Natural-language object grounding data
══════

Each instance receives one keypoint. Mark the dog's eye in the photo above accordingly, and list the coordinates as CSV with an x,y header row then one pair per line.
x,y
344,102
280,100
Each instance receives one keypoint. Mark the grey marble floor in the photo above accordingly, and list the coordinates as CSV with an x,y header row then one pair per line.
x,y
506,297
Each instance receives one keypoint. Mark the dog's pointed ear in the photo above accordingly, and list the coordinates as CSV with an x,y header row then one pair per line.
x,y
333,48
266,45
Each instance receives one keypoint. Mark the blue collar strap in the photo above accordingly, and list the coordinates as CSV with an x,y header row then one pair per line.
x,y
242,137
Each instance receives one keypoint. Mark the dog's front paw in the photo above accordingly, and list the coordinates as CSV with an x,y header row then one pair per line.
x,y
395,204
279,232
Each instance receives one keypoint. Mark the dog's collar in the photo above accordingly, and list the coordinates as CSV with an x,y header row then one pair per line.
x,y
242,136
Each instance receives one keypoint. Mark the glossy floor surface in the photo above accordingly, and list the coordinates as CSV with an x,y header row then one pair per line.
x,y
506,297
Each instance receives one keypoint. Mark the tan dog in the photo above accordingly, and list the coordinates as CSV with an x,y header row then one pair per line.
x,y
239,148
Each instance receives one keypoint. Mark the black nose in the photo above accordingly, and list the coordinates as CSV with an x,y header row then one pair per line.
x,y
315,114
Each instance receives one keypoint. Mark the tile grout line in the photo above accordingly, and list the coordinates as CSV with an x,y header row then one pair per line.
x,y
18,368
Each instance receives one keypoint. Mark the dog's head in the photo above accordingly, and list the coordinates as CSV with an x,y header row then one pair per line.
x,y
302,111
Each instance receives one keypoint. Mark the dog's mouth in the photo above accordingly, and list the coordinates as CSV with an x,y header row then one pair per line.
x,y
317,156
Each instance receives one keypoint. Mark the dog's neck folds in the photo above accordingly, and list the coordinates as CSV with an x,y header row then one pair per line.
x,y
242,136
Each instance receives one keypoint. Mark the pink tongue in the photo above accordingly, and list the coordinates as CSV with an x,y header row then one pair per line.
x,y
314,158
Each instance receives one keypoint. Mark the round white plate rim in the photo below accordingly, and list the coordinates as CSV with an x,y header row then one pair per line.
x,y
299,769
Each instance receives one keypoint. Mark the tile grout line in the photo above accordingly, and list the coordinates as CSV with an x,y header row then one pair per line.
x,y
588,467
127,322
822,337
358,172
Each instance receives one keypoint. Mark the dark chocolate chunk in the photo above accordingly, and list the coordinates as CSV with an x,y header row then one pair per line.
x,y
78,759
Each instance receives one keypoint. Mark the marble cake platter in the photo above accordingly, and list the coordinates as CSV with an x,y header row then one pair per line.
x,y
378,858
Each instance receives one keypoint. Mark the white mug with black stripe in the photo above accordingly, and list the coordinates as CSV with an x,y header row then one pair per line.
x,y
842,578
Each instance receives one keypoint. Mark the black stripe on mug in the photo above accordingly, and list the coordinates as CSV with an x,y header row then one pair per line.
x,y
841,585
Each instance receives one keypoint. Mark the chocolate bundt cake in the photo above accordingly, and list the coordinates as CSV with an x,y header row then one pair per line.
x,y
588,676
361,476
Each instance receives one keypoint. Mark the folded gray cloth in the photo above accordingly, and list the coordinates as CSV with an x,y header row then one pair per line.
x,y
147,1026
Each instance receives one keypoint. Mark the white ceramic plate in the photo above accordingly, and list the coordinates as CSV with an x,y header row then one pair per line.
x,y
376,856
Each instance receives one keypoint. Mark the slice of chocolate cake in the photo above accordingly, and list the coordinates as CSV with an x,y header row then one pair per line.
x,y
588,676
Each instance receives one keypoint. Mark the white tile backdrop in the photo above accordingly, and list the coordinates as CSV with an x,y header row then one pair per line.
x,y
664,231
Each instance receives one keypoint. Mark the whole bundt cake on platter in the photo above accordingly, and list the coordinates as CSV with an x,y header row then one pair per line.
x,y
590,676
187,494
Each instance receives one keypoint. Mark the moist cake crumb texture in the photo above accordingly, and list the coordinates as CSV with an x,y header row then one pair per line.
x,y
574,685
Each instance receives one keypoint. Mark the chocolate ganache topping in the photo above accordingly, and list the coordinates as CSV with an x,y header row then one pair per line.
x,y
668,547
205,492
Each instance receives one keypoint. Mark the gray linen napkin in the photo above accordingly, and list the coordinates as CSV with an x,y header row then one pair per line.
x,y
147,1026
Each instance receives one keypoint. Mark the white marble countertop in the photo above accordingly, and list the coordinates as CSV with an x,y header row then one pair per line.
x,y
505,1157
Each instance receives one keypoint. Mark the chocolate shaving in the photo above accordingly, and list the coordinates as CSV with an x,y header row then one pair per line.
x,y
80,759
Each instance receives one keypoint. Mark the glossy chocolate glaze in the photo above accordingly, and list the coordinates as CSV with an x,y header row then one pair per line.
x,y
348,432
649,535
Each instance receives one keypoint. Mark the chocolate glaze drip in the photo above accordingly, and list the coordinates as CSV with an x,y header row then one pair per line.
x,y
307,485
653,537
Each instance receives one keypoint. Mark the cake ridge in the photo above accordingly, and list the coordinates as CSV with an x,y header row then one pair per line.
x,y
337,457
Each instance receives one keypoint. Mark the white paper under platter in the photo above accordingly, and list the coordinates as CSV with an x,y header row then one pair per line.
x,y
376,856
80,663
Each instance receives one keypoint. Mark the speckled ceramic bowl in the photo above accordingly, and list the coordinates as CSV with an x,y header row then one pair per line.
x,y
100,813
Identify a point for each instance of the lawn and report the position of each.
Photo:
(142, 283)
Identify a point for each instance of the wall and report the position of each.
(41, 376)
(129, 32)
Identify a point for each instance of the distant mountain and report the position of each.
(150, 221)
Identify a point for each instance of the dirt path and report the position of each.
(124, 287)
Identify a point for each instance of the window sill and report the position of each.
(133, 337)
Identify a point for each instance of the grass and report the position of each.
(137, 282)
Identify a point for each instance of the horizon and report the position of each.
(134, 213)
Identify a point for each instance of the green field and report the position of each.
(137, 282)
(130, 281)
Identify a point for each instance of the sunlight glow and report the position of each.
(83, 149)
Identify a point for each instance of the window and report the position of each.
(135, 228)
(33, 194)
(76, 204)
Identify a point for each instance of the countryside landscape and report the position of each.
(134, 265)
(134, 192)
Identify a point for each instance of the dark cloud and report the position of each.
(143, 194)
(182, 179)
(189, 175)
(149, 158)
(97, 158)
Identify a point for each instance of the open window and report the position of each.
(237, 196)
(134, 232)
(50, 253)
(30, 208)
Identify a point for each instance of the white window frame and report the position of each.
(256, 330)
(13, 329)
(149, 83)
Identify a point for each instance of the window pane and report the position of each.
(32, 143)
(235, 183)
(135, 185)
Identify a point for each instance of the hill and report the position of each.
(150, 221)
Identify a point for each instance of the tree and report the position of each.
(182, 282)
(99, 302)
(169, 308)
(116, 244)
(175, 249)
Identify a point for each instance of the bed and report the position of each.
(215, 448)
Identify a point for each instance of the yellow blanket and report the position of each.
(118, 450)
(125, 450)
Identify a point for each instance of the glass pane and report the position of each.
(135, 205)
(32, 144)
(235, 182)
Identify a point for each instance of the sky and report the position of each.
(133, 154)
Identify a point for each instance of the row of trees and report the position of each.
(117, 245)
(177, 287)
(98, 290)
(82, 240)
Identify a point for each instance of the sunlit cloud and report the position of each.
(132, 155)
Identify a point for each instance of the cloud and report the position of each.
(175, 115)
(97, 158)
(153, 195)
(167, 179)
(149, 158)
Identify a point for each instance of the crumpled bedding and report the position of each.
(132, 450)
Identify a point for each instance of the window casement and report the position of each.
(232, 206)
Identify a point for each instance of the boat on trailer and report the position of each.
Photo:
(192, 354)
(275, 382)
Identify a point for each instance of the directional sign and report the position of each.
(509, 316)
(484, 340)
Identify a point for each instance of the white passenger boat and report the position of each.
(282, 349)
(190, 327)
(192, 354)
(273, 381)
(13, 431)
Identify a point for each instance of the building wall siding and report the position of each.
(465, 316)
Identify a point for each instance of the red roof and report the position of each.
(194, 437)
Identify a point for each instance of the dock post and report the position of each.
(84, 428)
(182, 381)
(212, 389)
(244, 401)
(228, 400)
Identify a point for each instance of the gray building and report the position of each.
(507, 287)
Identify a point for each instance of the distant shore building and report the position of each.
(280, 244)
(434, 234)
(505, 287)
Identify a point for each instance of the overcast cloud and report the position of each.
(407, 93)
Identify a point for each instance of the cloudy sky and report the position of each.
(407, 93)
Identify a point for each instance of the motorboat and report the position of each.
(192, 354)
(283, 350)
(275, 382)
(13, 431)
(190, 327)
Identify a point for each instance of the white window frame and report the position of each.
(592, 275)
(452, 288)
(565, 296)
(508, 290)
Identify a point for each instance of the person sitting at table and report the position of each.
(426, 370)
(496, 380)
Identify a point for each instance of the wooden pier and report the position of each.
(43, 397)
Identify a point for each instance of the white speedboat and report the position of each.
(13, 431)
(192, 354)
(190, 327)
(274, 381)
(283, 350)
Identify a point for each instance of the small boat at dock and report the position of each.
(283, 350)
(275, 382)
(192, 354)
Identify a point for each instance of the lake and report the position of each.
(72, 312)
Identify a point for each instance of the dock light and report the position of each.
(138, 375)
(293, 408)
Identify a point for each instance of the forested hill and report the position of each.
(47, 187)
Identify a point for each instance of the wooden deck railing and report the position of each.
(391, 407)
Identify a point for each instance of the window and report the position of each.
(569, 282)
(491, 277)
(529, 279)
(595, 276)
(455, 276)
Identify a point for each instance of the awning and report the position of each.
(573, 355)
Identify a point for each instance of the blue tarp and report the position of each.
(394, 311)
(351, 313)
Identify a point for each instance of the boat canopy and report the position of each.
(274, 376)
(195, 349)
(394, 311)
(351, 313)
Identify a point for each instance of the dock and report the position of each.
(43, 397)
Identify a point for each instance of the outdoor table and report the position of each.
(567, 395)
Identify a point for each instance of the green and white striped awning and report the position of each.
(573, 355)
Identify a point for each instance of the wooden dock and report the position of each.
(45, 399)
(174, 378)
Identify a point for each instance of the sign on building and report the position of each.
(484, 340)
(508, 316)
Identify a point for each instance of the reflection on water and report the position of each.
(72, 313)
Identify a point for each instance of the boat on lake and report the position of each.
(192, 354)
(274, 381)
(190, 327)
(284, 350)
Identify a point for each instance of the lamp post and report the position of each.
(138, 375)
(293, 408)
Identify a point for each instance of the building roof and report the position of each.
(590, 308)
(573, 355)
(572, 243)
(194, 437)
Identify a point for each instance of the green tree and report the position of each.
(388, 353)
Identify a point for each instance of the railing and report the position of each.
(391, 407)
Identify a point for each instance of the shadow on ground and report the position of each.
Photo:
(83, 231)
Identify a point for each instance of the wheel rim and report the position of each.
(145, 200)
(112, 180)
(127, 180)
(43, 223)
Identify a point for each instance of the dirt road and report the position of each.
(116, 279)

══════

### ABOUT THIS TASK
Search the data for "Identify a point for each instance of the dirt road". Beginning with that line, set down every line through the last exactly.

### ANSWER TO THE PROBLEM
Identify a point for each instance of the dirt road and report the position of each.
(116, 279)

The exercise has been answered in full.